**Task goal:**
Format every line of the data below as a numbered list, leaving out any blank lines.

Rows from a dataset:
● ● ●

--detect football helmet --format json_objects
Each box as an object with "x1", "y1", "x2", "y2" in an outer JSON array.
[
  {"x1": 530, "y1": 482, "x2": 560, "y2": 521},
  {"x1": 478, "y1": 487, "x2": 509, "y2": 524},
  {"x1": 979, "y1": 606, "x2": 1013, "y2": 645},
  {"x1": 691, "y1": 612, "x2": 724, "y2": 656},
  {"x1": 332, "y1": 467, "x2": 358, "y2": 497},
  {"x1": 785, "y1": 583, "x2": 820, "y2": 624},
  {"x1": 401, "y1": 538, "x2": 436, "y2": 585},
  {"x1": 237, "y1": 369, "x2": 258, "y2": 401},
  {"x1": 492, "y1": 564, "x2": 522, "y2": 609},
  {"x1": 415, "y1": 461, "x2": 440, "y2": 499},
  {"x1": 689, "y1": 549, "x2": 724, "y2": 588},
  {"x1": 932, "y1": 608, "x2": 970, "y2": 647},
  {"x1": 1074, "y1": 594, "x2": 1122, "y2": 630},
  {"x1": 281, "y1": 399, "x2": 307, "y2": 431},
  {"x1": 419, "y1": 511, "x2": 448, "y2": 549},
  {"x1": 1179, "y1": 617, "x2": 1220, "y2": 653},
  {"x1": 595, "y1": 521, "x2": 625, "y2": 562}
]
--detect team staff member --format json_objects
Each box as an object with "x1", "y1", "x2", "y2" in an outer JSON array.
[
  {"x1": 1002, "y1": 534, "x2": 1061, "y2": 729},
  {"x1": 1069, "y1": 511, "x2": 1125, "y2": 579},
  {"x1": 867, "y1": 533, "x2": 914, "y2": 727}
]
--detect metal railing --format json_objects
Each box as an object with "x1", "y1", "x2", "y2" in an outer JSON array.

● ● ●

**Answer in full:**
1. --detect football helmet --format json_objects
2. Each box as an object with "x1", "y1", "x2", "y2" in an outer JSON array.
3. [
4.   {"x1": 530, "y1": 482, "x2": 560, "y2": 521},
5.   {"x1": 478, "y1": 487, "x2": 509, "y2": 524},
6.   {"x1": 979, "y1": 606, "x2": 1013, "y2": 645},
7.   {"x1": 691, "y1": 612, "x2": 724, "y2": 656},
8.   {"x1": 332, "y1": 467, "x2": 358, "y2": 497},
9.   {"x1": 785, "y1": 583, "x2": 820, "y2": 624},
10.   {"x1": 401, "y1": 538, "x2": 436, "y2": 585},
11.   {"x1": 237, "y1": 369, "x2": 258, "y2": 401},
12.   {"x1": 492, "y1": 564, "x2": 522, "y2": 609},
13.   {"x1": 415, "y1": 461, "x2": 440, "y2": 499},
14.   {"x1": 689, "y1": 549, "x2": 724, "y2": 588},
15.   {"x1": 932, "y1": 608, "x2": 970, "y2": 647},
16.   {"x1": 1074, "y1": 594, "x2": 1122, "y2": 630},
17.   {"x1": 281, "y1": 399, "x2": 307, "y2": 431},
18.   {"x1": 419, "y1": 511, "x2": 448, "y2": 549},
19.   {"x1": 1179, "y1": 617, "x2": 1220, "y2": 653},
20.   {"x1": 595, "y1": 521, "x2": 625, "y2": 562}
21. ]
22. --detect team staff member --format json_objects
23. Each box as an object with "x1", "y1", "x2", "y2" in an outer JSON array.
24. [
25.   {"x1": 1002, "y1": 534, "x2": 1061, "y2": 729},
26.   {"x1": 1069, "y1": 511, "x2": 1125, "y2": 579},
27.   {"x1": 867, "y1": 533, "x2": 914, "y2": 727}
28. ]
29. --detect metal railing --format json_objects
30. Each box as an object with "x1", "y1", "x2", "y2" in an outer JSON array.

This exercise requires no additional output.